## Work to be completed
After locating the line with "The function indicates a point for each instance of the overhead" in the records below, print it and every line after it exactly.

## Dataset
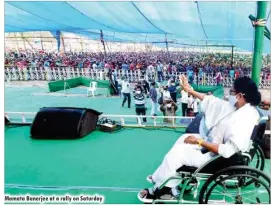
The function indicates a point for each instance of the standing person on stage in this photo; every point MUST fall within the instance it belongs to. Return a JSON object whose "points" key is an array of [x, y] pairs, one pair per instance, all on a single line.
{"points": [[125, 90], [153, 96], [173, 91], [140, 102]]}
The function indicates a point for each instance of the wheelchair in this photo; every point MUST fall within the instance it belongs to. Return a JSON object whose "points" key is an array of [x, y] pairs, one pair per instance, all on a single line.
{"points": [[235, 180]]}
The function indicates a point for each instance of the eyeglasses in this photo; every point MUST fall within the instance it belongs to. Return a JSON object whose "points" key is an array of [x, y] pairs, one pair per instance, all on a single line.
{"points": [[232, 92]]}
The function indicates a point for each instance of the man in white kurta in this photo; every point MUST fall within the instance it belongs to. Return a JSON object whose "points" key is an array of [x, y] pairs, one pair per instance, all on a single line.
{"points": [[231, 130]]}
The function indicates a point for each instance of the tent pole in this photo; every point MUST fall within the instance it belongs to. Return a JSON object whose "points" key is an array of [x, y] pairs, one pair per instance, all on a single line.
{"points": [[81, 42], [258, 43], [41, 42], [166, 42], [231, 56], [63, 42], [102, 40], [16, 42]]}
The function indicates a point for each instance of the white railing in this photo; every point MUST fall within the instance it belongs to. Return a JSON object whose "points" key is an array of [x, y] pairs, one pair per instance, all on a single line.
{"points": [[53, 74], [125, 120]]}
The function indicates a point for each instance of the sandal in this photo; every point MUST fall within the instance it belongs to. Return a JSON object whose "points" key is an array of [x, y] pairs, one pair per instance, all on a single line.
{"points": [[147, 198]]}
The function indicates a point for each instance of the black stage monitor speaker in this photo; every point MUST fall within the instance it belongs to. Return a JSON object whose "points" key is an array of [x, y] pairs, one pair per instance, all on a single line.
{"points": [[64, 123]]}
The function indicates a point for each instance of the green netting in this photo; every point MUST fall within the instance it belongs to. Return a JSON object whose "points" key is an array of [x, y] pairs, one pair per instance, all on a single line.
{"points": [[75, 82]]}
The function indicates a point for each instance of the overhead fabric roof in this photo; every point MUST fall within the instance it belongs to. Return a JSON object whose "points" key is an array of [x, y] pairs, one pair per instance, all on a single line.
{"points": [[218, 23]]}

## Answer to this problem
The function indicates a point for each instance of the overhead fabric roof in this photo; every point MUST fall within the instance it belongs to. Return a JSON object whose "points" key is an array of [x, y] pairs, one pair per instance, all on a single line.
{"points": [[218, 23]]}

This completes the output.